SET PROBLEM ▸ Write out word for word the part of the listing below that opens with the line containing "Locate the curb, then" and closes with the line containing "[[537, 248], [383, 243], [194, 239]]", keeping both of those lines.

[Entries for labeling object positions]
━━━━━━━━━━━━━━━━━━━━━━━━━━━━━━

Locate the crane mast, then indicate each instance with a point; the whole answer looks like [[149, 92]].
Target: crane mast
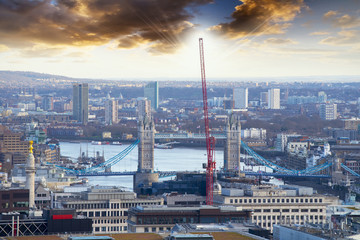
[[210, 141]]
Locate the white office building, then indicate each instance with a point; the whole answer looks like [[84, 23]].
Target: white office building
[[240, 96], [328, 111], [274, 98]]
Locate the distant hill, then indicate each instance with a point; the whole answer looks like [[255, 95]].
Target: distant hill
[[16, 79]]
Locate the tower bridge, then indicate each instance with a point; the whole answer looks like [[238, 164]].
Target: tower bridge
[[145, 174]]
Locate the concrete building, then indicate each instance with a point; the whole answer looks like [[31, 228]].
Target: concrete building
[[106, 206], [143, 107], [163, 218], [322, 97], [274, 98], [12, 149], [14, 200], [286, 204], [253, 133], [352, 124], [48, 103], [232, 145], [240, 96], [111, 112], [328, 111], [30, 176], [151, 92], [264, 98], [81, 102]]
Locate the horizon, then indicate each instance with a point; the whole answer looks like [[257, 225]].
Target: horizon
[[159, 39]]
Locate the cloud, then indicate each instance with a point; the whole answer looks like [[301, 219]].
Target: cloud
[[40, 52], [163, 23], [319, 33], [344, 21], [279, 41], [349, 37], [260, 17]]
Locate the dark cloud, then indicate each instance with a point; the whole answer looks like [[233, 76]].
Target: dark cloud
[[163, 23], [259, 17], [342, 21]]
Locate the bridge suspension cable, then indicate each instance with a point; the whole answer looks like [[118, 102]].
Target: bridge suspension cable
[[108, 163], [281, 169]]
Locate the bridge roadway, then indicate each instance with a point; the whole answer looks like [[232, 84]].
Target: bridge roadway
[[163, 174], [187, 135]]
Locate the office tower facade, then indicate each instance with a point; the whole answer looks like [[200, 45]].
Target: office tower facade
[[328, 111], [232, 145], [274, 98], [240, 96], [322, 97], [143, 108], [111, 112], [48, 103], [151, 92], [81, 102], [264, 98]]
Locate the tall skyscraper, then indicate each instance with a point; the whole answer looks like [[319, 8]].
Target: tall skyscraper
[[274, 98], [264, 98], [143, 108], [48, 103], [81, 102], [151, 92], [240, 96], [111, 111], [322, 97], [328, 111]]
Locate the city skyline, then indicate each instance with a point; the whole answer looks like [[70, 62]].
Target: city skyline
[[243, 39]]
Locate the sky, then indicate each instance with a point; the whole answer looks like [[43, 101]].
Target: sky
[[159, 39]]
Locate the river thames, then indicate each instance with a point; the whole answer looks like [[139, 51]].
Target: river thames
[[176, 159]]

━━━━━━━━━━━━━━━━━━━━━━━━━━━━━━

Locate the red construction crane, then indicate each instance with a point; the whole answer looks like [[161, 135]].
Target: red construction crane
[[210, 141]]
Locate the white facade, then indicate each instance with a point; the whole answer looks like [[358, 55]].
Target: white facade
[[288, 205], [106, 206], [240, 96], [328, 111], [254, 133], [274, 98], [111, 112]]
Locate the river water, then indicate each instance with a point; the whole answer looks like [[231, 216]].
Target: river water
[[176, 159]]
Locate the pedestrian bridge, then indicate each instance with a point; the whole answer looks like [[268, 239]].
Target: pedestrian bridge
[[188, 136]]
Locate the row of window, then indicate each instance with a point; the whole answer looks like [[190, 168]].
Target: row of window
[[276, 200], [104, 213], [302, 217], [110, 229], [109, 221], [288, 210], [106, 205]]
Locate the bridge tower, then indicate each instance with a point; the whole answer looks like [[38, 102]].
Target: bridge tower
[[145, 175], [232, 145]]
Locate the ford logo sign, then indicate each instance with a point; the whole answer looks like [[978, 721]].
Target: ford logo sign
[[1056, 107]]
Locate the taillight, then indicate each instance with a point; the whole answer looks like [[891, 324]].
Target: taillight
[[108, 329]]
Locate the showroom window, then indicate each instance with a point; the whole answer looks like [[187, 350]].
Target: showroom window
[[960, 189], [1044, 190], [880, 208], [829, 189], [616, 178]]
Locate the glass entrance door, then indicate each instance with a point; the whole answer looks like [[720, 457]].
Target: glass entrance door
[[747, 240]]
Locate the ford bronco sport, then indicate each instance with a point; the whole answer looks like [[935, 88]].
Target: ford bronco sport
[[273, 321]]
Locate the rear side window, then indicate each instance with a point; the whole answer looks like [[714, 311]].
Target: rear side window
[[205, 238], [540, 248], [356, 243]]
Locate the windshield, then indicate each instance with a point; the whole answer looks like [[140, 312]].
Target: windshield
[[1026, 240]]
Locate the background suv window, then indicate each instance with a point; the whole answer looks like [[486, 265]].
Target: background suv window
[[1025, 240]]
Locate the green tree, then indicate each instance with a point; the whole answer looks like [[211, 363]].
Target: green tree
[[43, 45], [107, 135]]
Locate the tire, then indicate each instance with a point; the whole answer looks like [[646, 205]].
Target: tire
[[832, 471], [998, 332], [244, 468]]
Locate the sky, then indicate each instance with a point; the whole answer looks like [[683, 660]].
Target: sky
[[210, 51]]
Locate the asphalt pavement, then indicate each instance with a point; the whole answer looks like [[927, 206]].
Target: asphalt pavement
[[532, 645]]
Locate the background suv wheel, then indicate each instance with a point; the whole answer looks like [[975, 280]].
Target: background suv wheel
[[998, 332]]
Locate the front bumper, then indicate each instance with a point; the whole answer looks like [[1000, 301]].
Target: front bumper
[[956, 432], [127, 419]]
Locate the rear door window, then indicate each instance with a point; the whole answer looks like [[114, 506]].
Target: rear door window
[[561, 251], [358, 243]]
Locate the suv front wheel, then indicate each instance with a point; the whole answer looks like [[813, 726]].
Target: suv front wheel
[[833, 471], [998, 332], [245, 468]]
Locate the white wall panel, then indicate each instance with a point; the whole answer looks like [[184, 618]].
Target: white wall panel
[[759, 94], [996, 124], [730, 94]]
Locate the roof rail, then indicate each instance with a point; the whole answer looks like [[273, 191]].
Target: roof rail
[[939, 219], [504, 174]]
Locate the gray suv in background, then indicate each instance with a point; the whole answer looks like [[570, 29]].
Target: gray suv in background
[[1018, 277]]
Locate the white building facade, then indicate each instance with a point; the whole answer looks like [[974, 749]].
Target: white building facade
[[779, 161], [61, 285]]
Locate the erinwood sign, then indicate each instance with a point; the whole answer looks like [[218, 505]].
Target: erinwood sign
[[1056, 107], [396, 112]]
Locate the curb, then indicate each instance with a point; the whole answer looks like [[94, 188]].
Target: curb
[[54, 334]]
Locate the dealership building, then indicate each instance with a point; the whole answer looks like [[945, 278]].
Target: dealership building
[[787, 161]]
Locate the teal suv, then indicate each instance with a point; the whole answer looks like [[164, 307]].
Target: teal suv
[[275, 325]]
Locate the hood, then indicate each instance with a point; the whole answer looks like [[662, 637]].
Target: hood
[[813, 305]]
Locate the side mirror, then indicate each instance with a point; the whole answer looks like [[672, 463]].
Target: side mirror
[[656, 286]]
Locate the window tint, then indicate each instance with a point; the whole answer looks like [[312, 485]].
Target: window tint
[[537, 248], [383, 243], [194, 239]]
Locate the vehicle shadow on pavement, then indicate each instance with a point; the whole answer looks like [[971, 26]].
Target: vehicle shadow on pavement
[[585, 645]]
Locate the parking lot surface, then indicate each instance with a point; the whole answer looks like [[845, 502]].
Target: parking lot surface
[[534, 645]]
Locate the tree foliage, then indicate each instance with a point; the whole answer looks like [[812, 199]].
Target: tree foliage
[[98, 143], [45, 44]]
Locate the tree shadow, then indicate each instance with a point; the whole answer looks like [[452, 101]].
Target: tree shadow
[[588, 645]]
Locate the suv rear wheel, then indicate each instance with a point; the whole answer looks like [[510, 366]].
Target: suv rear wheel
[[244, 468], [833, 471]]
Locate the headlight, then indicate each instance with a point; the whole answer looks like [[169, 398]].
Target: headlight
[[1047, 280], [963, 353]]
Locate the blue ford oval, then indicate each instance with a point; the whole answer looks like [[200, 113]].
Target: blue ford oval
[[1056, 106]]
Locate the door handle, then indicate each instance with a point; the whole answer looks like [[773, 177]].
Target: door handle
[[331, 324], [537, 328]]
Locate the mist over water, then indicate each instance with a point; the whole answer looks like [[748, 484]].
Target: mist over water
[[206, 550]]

━━━━━━━━━━━━━━━━━━━━━━━━━━━━━━

EXPECTED ANSWER ▸
Locate the curb, then indicate each instance with a point; the whole answer looks like [[94, 188]].
Target: curb
[[54, 334]]
Locate the dealership building, then indicate each instance with a point; the whole answer looks like [[945, 278]].
Target: dealership building
[[787, 161]]
Locate the teal suv, then indicate each instance with a point; the whole answer looks like [[164, 307]].
Target: teal suv
[[275, 325]]
Locate the hood, then indicate each instance with a point; the whole answer looks like [[662, 637]].
Target: hood
[[813, 305]]
Locate the side mirror, then indicate each instance with a point; the whole answer looks like [[672, 463]].
Target: side mirror
[[656, 286]]
Locate the window tint, then indicate each instance with a point; the whole answer looks like [[312, 485]].
Target: window tint
[[537, 248], [383, 243], [194, 239]]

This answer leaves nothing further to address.